**The request**
Count the lines in the items below that contain the string "building", treating uppercase and lowercase as different. Give only the number.

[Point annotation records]

=-=-=-=-=

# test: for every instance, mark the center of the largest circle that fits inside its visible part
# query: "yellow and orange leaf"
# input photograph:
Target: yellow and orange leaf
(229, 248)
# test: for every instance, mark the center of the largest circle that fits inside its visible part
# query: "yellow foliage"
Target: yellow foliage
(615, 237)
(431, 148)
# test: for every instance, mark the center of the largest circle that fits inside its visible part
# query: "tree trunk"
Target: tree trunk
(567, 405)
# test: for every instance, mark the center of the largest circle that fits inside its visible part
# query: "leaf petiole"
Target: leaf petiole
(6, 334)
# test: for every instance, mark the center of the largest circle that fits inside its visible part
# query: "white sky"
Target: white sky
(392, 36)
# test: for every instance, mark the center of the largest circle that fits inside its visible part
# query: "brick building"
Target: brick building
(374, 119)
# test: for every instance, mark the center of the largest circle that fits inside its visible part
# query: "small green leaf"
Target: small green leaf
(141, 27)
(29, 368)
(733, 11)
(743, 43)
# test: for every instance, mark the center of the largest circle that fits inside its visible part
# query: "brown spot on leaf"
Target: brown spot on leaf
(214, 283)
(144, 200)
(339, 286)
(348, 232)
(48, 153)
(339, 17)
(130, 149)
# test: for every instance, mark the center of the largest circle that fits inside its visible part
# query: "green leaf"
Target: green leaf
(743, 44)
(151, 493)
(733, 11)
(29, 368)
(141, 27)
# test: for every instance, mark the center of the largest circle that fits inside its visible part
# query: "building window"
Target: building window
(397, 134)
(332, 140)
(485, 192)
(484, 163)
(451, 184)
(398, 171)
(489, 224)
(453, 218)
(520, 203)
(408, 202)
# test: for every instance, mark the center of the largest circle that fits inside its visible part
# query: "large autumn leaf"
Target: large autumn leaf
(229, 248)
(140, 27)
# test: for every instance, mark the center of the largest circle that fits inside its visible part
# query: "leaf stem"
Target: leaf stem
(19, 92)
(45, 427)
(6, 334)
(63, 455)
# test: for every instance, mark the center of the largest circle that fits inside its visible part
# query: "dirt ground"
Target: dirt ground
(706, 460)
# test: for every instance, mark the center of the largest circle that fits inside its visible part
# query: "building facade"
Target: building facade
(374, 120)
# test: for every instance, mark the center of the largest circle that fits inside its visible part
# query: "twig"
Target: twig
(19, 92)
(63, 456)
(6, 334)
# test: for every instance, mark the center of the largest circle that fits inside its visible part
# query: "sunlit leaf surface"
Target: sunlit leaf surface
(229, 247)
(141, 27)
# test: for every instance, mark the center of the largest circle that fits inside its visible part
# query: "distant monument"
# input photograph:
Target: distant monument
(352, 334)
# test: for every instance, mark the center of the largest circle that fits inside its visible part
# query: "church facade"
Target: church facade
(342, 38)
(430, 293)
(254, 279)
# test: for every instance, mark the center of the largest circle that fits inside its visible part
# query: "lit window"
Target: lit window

=-=-=-=-=

**Answer to this problem**
6